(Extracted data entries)
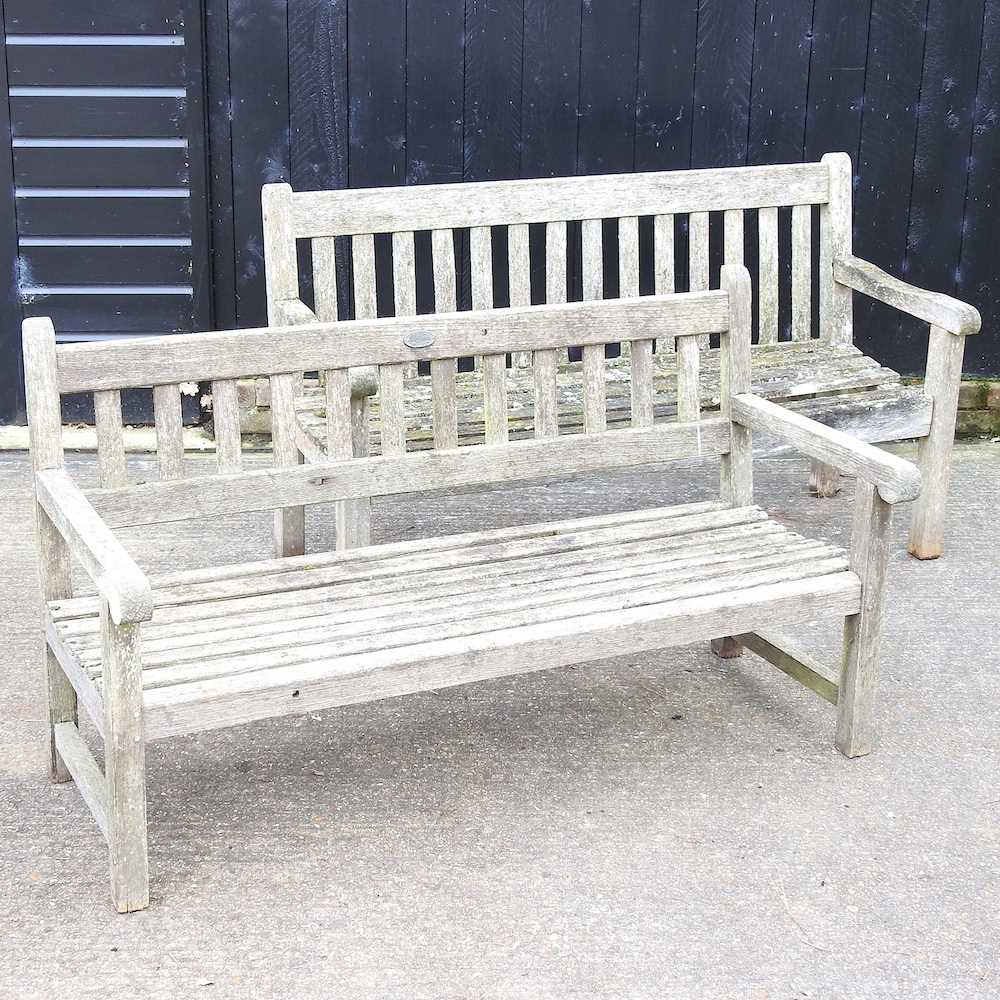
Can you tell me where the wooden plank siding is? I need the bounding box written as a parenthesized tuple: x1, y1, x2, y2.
(2, 0, 1000, 424)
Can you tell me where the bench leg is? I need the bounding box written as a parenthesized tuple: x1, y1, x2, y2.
(37, 507, 76, 782)
(102, 605, 150, 912)
(809, 460, 841, 497)
(908, 326, 965, 560)
(836, 483, 892, 758)
(710, 637, 744, 659)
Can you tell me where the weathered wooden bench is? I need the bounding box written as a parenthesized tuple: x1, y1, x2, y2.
(261, 153, 979, 560)
(27, 265, 922, 912)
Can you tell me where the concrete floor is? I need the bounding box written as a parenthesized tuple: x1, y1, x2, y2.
(1, 442, 998, 1000)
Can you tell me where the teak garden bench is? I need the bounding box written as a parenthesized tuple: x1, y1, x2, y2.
(27, 265, 922, 912)
(261, 153, 979, 560)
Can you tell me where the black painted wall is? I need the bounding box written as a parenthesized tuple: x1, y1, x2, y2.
(204, 0, 1000, 379)
(2, 0, 999, 423)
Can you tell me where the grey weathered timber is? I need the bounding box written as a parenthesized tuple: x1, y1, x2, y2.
(260, 156, 976, 558)
(24, 266, 929, 911)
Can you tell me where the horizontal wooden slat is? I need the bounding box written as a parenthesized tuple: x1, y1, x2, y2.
(14, 146, 189, 187)
(7, 46, 185, 87)
(4, 0, 182, 33)
(19, 245, 191, 284)
(53, 291, 729, 392)
(288, 164, 831, 238)
(11, 97, 186, 138)
(16, 196, 190, 237)
(141, 574, 860, 740)
(85, 418, 731, 528)
(22, 295, 194, 334)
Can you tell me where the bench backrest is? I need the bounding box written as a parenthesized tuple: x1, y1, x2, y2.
(24, 268, 752, 530)
(263, 155, 852, 351)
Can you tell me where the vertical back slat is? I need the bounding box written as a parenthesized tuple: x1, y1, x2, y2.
(482, 354, 509, 444)
(379, 364, 406, 455)
(392, 231, 417, 376)
(618, 216, 640, 297)
(653, 214, 675, 352)
(470, 226, 493, 310)
(758, 206, 779, 344)
(720, 265, 754, 506)
(676, 337, 701, 423)
(508, 223, 532, 367)
(94, 389, 127, 488)
(324, 368, 353, 459)
(582, 343, 606, 434)
(352, 234, 378, 319)
(432, 229, 457, 312)
(630, 339, 654, 429)
(152, 384, 184, 481)
(581, 218, 603, 302)
(269, 372, 304, 556)
(312, 236, 339, 321)
(533, 350, 559, 438)
(688, 211, 710, 348)
(431, 358, 459, 449)
(211, 379, 242, 473)
(545, 221, 567, 304)
(791, 204, 812, 341)
(724, 209, 744, 267)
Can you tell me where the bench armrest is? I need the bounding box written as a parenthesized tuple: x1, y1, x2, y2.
(731, 393, 921, 504)
(36, 468, 153, 624)
(833, 254, 981, 336)
(271, 297, 378, 398)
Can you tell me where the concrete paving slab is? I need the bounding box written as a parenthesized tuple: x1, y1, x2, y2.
(1, 443, 998, 999)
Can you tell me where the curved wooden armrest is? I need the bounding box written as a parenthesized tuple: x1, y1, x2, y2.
(833, 254, 981, 336)
(35, 469, 154, 624)
(731, 393, 921, 504)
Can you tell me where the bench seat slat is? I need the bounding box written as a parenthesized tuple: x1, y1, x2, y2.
(47, 504, 859, 741)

**Task prompt:** Once the pictures are removed, output the entries above exactly as given.

**Solved exercise:**
Can you tell me where the wooden plank siding is? I need the bounding box written as a parenthesized tuple: x1, y1, x2, y2.
(2, 0, 1000, 424)
Can you tell me where the bench leg is? I need the bounding box written as a parenthesized tuple: x1, y1, x2, y2.
(37, 507, 76, 782)
(102, 605, 150, 912)
(809, 460, 841, 497)
(908, 326, 965, 560)
(836, 483, 892, 758)
(710, 637, 744, 659)
Can you tell me where the weathered wooden bench is? I need the bounding box written as a parenthesized tuple: x1, y1, x2, y2.
(261, 153, 979, 560)
(27, 265, 922, 912)
Can you tell me where the concrete floor is? I need the bounding box written as a parenthesized tuple: x1, y1, x2, y2.
(1, 442, 998, 1000)
Can you tell me where the teak garden bench is? I need the bounding box written as a parenthesized tuple: x1, y1, x2, y2.
(27, 265, 922, 912)
(261, 153, 979, 560)
Can you tell me where the black painted wall is? I need the bounding box written as a parenthesized tuple: x1, y1, x2, y2.
(204, 0, 1000, 379)
(2, 0, 999, 423)
Can you tell me where the grey weathered timber is? I need the bounding box written as a parenthesized tuple: x1, y1, x2, y2.
(260, 156, 976, 558)
(24, 266, 929, 911)
Can you tell me where the horizontal wooden slat is? I need the bounding box written as a parenthesized tuple: x1, y1, x2, y2.
(14, 146, 189, 187)
(7, 46, 185, 87)
(4, 0, 182, 33)
(19, 245, 191, 284)
(53, 291, 729, 392)
(288, 164, 831, 238)
(11, 97, 186, 138)
(16, 196, 190, 237)
(141, 574, 860, 740)
(85, 418, 731, 528)
(22, 295, 194, 334)
Can you tell me where the bench backrest is? I need the bounding box written as a parenthesized tuple: x1, y1, x2, y2.
(24, 268, 752, 530)
(263, 155, 852, 351)
Can you tell me where the vertical back slat is? I need the bounding box written as a parenthesized tuple: x1, y1, x2, y2.
(482, 354, 509, 444)
(379, 364, 406, 455)
(392, 231, 417, 376)
(618, 216, 640, 297)
(653, 214, 675, 352)
(470, 226, 493, 310)
(758, 206, 779, 344)
(720, 265, 754, 506)
(676, 337, 701, 423)
(508, 223, 532, 367)
(94, 389, 127, 488)
(324, 368, 353, 459)
(582, 343, 606, 434)
(352, 234, 378, 319)
(432, 229, 457, 312)
(630, 339, 654, 429)
(152, 384, 184, 481)
(581, 218, 603, 302)
(269, 372, 304, 556)
(312, 236, 339, 321)
(533, 350, 559, 438)
(688, 211, 710, 348)
(431, 358, 459, 449)
(211, 379, 242, 473)
(545, 221, 567, 304)
(791, 204, 812, 341)
(724, 209, 744, 267)
Can you tell me where the bench armrest is? I need the bounding box written as a parenthesized tuple: x1, y1, x2, y2.
(731, 393, 921, 504)
(36, 468, 153, 624)
(833, 254, 981, 336)
(271, 297, 378, 398)
Can you tell me where the concrete paving slab is? I need the bounding box written as a parenthesized tuple: x1, y1, x2, y2.
(1, 443, 998, 999)
Can you tell me where the curved wooden armrest is? I need the bounding box written as a parenthesized tuple: x1, y1, x2, y2.
(833, 254, 981, 336)
(35, 469, 154, 624)
(731, 393, 921, 504)
Can you tell me where the bench seat slat is? I need the bounding box written as a parenthesized tuple: x1, y1, x2, y2.
(47, 504, 859, 741)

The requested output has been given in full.